Task item: Copy out all the entries below, word for word.

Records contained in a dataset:

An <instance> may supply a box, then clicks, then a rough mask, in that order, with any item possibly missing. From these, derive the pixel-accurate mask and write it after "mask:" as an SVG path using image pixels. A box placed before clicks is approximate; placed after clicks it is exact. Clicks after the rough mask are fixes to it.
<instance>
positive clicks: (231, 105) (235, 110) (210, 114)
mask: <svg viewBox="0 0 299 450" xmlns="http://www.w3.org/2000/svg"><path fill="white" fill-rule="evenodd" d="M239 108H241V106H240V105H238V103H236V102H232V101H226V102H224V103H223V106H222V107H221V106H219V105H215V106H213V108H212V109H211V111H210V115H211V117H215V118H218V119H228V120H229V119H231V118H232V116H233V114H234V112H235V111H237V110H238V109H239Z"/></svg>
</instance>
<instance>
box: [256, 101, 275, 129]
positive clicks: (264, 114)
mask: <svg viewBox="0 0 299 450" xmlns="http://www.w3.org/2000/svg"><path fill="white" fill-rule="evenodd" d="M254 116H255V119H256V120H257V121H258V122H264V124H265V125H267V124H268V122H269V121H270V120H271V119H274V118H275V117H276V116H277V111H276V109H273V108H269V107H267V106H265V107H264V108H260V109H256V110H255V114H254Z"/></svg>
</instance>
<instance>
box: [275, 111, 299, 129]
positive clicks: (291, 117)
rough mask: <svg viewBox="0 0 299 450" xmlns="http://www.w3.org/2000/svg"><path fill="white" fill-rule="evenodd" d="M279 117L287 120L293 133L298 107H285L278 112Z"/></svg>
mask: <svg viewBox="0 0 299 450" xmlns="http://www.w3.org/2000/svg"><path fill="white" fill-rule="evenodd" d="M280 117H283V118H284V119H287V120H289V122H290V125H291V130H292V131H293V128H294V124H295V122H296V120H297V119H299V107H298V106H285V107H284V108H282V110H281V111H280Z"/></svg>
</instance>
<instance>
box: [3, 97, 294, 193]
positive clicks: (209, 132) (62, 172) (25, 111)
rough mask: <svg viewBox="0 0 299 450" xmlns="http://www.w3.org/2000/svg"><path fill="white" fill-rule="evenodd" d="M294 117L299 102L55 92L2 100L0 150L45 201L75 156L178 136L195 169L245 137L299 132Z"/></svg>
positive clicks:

Solution to this problem:
An <instance> may supply a box, then clicks, then a rough mask, in that order, with any item possibly missing. From these, derive the pixel-accurate mask and write it after "mask:" as an SVG path using image pixels. A box placed before clicks is approximate; placed after clicks it is exact. Clicks after the rough mask are fixes to it.
<instance>
positive clicks: (231, 105) (235, 110) (210, 114)
mask: <svg viewBox="0 0 299 450" xmlns="http://www.w3.org/2000/svg"><path fill="white" fill-rule="evenodd" d="M239 108H241V106H240V105H238V103H236V102H232V101H226V102H224V103H223V106H222V107H221V106H219V105H215V106H213V108H212V109H211V111H210V115H211V117H215V118H218V119H228V120H229V119H231V118H232V116H233V114H234V112H235V111H237V110H238V109H239Z"/></svg>
</instance>
<instance>
box: [256, 101, 275, 129]
positive clicks: (264, 114)
mask: <svg viewBox="0 0 299 450" xmlns="http://www.w3.org/2000/svg"><path fill="white" fill-rule="evenodd" d="M254 116H255V119H256V120H257V121H258V122H264V124H265V125H267V124H268V122H269V121H270V120H271V119H274V118H275V117H276V116H277V111H276V109H273V108H269V107H267V106H265V107H264V108H260V109H256V110H255V114H254Z"/></svg>
</instance>
<instance>
box: [275, 111, 299, 129]
positive clicks: (291, 117)
rough mask: <svg viewBox="0 0 299 450" xmlns="http://www.w3.org/2000/svg"><path fill="white" fill-rule="evenodd" d="M279 117L287 120L293 133L298 107H285L278 112Z"/></svg>
mask: <svg viewBox="0 0 299 450" xmlns="http://www.w3.org/2000/svg"><path fill="white" fill-rule="evenodd" d="M280 117H283V118H284V119H287V120H289V122H290V125H291V130H292V131H293V128H294V124H295V122H296V120H297V119H299V107H298V106H285V107H284V108H282V110H281V111H280Z"/></svg>
</instance>
<instance>
box: [3, 97, 294, 193]
positive clicks: (209, 132) (62, 172) (25, 111)
rough mask: <svg viewBox="0 0 299 450" xmlns="http://www.w3.org/2000/svg"><path fill="white" fill-rule="evenodd" d="M294 117L299 102L55 92L2 100L0 150L45 201L75 156L178 136L195 169L245 137L299 132Z"/></svg>
positive clicks:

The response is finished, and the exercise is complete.